• [Task brief]: Reproduce the post on C language rules word for word, between "On Mar 11, 2008, at 9:47" and "the following types:73)", inclusive.

• [Passage]:
○ ○ ○
2008-Mar-12 05:52 UTC

head link

[LLVMdev] Language lawyer question

On Mar 11, 2008, at 9:47 PM, Patrick Meredith wrote:
> I thought pointer referencing like this was only valid for arrays.   
> I could be wrong,  but it might be that looping over the struct like  
> that
> is invalid, making it undefined behavior (and then the hole doesn't  
> matter because there is no valid way to access it).  That said, I've  
> definitely
> seen a lot of code that uses pointers to reference struct contents.
Anything can be addressed as characters.  C99 6.5, see last line:

An object shall have its stored value accessed only by an lvalue  
expression that has one of
the following types:73)
—atype compatible with the effective type of the object,
—aqualiﬁed version of a type compatible with the effective type of  
the object,
—atype that is the signed or unsigned type corresponding to the  
effective type of the
object,
—atype that is the signed or unsigned type corresponding to a  
qualiﬁed version of the
effective type of the object,
—anaggregate or union type that includes one of the aforementioned  
types among its
members (including, recursively,amember of a subaggregate or contained  
union), or
—a character type.

C89 and C++ have similar language.

On Mar 11, 2008, at 10:22 PM, Shantonu Sen wrote:> Does the test case indicate the why it was added?
Actually it's testing something else entirely and tripped over this  
before it got to what it's supposed to be testing:(
Just assumed it would work, as it does with gcc's codegen, of course.
> More of an implementation observation than a language  
> interpretation, but if you add a "long l[6];" field, llvm-gcc  
> continues to do field-by-field copies, but at l[7] it turns into  
> machine-word copies, then at some point it turns into a rep/movsl  
> (on Intel), and then at another threshold it turns into a memcpy(3)  
> callout.
○ ○ ○
(Stored dataset items)
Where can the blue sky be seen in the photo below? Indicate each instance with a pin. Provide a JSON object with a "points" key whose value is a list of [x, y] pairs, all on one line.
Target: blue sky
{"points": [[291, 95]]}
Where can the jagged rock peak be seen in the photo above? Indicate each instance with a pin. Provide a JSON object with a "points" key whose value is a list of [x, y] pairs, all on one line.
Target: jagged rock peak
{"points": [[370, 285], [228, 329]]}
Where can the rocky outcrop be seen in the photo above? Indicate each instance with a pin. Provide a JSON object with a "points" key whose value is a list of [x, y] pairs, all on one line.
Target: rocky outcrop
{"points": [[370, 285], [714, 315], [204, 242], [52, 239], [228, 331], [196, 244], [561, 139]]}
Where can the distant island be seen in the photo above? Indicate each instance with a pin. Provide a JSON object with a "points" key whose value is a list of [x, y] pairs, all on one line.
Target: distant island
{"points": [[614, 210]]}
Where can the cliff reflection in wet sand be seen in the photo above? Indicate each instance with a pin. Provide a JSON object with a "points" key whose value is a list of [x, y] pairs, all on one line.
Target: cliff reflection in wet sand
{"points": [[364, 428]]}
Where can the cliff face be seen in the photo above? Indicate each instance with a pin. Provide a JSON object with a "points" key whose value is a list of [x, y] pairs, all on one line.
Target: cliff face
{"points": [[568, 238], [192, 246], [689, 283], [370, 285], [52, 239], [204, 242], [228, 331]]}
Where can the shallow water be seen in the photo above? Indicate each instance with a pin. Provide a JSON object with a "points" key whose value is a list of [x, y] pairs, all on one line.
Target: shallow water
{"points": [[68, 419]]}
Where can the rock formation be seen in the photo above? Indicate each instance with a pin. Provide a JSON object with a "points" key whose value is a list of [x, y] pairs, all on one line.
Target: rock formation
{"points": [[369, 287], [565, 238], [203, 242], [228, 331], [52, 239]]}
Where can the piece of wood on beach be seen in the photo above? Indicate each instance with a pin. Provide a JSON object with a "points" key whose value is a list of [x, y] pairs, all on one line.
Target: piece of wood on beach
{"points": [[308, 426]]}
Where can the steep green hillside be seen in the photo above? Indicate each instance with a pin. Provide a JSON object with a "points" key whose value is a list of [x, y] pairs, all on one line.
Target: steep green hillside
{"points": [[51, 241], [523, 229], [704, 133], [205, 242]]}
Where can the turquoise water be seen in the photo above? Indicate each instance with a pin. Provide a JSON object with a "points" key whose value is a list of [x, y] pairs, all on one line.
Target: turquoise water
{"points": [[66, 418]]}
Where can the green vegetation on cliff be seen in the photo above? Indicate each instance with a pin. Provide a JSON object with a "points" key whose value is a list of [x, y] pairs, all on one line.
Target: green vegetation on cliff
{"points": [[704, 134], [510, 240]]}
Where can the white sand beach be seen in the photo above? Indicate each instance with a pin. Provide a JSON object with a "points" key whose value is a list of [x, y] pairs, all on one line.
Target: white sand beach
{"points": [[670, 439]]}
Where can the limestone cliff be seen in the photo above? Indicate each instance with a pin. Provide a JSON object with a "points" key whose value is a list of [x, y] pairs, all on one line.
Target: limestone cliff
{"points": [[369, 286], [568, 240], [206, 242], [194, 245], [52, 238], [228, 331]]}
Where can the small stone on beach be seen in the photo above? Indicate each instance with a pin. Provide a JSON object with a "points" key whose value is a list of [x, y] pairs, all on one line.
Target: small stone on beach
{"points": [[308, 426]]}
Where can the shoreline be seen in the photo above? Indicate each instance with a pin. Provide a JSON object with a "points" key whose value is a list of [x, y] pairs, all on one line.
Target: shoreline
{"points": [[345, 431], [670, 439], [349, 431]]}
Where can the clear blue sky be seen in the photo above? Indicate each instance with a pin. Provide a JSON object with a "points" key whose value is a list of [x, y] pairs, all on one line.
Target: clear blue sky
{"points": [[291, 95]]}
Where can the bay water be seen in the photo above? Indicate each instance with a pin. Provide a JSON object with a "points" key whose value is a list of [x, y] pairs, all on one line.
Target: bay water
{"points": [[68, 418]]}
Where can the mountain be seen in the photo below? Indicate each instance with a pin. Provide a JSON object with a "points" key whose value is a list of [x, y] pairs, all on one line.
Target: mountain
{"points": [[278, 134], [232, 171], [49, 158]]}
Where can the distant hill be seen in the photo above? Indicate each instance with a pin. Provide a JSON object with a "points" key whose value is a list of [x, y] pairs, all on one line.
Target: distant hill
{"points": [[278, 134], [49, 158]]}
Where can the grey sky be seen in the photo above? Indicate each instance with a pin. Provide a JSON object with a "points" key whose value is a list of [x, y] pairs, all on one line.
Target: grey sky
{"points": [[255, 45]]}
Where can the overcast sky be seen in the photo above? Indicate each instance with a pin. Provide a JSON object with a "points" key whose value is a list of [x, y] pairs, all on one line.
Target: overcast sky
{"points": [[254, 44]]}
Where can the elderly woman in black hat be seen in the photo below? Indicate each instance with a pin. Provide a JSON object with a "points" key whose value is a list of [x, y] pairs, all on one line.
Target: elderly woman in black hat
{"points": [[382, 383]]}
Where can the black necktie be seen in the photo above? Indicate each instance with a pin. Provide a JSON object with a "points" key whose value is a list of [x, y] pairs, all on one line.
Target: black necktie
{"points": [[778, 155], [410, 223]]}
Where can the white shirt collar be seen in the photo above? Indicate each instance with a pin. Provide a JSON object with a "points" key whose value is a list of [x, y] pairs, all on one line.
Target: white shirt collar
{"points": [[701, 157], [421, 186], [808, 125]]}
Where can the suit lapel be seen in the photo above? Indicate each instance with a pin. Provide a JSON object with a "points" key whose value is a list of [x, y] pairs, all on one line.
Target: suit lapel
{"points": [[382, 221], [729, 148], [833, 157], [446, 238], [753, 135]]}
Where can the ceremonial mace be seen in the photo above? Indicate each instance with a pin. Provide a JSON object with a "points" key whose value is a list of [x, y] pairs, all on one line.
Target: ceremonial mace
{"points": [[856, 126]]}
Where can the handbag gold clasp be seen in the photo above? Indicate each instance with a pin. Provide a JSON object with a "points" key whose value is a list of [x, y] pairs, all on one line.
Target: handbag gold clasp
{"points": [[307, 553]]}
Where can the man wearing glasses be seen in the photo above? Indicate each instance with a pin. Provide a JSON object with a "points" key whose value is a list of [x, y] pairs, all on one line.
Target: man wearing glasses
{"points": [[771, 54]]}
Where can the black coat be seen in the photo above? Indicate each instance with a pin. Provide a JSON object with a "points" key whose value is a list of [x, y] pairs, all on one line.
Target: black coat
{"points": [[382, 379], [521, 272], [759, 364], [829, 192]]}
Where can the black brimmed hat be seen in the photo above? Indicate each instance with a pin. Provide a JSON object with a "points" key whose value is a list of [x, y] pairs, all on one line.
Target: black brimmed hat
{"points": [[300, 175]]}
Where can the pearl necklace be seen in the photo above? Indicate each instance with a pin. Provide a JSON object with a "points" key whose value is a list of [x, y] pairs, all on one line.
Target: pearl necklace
○ ○ ○
• [Task solution]:
On Mar 11, 2008, at 9:47 PM, Patrick Meredith wrote:
> I thought pointer referencing like this was only valid for arrays.   
> I could be wrong,  but it might be that looping over the struct like  
> that
> is invalid, making it undefined behavior (and then the hole doesn't  
> matter because there is no valid way to access it).  That said, I've  
> definitely
> seen a lot of code that uses pointers to reference struct contents.
Anything can be addressed as characters.  C99 6.5, see last line:

An object shall have its stored value accessed only by an lvalue  
expression that has one of
the following types:73)